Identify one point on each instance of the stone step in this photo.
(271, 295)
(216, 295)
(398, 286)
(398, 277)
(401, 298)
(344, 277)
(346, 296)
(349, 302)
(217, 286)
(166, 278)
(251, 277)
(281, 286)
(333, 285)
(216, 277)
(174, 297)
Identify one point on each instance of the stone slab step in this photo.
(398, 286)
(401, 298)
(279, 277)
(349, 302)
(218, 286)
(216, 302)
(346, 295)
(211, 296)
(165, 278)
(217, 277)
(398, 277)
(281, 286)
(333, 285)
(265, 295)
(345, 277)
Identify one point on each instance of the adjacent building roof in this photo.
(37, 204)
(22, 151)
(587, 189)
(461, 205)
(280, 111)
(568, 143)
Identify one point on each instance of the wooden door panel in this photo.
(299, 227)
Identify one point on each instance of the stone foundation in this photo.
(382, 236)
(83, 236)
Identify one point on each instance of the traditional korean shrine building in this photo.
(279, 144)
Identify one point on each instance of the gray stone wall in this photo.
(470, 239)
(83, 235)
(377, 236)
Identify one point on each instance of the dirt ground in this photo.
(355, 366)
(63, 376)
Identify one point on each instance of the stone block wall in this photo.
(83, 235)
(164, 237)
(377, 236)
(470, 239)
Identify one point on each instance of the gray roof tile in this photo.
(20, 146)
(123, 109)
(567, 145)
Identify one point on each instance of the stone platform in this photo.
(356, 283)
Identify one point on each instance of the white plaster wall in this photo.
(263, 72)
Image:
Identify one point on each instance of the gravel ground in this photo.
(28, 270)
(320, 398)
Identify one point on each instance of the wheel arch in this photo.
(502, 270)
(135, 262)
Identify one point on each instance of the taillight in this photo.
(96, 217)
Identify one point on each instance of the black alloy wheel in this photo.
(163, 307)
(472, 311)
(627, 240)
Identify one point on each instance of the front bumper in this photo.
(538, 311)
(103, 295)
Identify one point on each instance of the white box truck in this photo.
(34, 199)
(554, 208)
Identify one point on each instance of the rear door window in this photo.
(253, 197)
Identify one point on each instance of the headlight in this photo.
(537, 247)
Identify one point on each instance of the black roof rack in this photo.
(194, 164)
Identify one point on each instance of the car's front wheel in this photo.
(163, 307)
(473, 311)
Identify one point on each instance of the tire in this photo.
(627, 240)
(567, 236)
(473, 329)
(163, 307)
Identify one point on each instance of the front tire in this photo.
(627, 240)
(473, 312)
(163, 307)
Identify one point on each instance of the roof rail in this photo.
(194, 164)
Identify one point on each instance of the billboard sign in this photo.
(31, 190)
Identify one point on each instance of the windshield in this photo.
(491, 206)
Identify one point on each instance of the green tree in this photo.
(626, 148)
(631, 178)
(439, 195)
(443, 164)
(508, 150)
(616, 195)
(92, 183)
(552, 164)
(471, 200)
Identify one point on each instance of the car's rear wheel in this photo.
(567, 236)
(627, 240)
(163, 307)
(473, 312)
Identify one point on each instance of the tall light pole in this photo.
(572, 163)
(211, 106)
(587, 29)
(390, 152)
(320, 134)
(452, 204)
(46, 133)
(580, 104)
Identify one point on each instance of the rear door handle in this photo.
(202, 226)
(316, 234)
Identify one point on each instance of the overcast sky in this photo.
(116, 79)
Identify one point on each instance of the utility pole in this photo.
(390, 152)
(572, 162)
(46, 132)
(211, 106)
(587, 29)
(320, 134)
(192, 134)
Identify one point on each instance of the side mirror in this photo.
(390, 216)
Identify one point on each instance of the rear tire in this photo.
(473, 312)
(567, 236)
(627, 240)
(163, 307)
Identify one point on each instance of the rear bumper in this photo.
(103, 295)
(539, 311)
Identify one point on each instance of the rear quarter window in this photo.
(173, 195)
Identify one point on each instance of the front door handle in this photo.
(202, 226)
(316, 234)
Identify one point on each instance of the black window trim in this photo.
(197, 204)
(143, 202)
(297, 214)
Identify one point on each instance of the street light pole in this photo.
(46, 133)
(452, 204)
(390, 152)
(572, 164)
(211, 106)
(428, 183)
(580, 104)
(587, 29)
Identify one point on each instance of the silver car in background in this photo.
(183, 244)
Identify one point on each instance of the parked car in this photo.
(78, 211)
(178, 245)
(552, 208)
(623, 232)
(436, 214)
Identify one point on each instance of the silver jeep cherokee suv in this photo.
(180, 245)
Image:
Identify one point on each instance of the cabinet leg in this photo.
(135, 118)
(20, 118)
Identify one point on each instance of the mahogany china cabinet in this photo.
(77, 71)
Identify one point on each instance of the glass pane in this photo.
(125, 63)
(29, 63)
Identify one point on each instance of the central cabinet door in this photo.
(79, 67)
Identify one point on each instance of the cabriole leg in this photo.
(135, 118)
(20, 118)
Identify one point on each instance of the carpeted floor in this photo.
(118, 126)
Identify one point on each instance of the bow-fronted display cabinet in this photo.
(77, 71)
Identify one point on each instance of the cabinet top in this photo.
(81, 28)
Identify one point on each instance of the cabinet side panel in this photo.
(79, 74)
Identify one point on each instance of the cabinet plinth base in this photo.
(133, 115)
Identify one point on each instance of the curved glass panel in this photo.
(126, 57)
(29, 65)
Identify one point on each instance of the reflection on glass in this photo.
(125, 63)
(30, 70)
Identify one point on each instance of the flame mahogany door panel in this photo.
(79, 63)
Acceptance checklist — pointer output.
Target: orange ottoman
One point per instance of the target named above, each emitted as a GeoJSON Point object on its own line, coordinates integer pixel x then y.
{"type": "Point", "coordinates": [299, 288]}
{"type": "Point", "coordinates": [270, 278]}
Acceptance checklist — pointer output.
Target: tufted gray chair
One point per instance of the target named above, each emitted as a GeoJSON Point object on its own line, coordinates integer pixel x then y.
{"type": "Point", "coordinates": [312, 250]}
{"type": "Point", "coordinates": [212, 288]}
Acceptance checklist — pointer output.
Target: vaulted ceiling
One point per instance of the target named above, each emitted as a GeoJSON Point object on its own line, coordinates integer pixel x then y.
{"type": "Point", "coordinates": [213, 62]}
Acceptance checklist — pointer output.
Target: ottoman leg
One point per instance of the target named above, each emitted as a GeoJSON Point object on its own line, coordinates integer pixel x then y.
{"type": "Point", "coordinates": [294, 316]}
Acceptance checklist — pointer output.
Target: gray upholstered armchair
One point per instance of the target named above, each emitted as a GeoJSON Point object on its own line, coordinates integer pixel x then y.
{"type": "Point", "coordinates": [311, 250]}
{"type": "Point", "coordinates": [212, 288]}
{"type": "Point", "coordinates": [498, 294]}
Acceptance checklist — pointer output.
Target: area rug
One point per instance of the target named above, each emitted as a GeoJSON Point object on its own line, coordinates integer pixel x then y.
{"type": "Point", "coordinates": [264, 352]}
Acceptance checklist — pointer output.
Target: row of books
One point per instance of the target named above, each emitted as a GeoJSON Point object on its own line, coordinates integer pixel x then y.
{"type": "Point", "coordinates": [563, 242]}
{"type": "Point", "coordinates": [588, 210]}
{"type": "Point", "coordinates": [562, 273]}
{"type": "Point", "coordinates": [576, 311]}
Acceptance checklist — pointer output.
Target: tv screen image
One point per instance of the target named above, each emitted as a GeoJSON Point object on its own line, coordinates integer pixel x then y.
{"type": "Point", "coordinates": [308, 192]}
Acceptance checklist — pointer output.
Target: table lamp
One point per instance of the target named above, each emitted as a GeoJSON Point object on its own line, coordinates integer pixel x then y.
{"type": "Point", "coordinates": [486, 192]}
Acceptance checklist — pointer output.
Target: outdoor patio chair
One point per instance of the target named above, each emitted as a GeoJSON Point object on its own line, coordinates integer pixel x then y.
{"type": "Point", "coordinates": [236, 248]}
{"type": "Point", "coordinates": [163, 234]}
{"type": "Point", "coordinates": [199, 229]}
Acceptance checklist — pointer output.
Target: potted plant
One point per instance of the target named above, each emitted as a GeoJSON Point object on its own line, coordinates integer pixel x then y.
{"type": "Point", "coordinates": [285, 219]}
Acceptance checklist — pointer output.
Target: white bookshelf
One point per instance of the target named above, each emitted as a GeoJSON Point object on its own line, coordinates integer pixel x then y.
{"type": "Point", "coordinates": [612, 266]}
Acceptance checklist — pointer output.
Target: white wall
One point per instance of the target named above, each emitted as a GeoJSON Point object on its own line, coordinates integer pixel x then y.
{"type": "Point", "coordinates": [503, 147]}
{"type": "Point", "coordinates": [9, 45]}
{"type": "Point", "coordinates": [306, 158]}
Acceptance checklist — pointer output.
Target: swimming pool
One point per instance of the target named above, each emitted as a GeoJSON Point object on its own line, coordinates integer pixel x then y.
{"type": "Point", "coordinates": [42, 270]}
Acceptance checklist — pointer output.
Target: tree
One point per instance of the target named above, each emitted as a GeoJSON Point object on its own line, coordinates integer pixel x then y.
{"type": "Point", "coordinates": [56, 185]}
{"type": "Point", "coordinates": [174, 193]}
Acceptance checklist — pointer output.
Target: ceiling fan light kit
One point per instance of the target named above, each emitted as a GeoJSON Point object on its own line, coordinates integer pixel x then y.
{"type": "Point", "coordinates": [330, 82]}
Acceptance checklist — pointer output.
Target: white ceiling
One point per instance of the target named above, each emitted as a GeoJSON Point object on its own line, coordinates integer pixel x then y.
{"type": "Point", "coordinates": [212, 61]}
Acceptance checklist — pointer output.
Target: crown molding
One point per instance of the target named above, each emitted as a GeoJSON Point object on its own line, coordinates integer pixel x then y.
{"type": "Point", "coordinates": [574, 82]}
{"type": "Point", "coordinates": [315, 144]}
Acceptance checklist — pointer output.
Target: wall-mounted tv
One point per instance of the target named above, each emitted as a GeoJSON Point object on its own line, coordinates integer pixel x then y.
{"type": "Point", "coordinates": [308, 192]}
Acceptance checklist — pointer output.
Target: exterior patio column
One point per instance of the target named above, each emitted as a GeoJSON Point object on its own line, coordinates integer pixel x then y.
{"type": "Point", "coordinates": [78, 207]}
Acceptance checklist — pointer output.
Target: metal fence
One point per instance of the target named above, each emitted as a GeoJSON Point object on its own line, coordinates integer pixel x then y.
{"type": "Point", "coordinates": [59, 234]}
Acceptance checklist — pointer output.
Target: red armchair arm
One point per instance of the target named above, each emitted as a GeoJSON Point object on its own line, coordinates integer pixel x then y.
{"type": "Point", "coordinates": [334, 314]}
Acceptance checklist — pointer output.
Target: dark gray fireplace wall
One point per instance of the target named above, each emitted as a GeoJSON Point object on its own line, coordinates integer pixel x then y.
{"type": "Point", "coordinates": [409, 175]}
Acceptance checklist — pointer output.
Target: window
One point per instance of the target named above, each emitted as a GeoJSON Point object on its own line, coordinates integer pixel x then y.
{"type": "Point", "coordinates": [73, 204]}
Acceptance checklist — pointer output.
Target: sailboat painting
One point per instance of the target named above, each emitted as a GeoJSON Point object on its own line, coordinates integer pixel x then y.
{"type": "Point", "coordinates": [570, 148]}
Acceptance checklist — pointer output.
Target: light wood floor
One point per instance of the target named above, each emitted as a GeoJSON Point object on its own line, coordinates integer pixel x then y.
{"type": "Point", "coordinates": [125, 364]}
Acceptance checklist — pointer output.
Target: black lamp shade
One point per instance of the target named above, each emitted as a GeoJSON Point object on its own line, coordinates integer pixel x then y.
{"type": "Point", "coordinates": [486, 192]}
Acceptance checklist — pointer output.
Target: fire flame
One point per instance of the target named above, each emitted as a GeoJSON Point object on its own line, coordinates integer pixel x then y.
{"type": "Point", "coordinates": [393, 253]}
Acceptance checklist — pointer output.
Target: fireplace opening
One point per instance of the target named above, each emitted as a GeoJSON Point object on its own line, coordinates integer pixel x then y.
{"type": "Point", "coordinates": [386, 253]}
--------
### [Task goal]
Copy out every line above that contains the word "patio". Case matters.

### [Solution to this exercise]
Target: outdoor patio chair
Target: exterior patio column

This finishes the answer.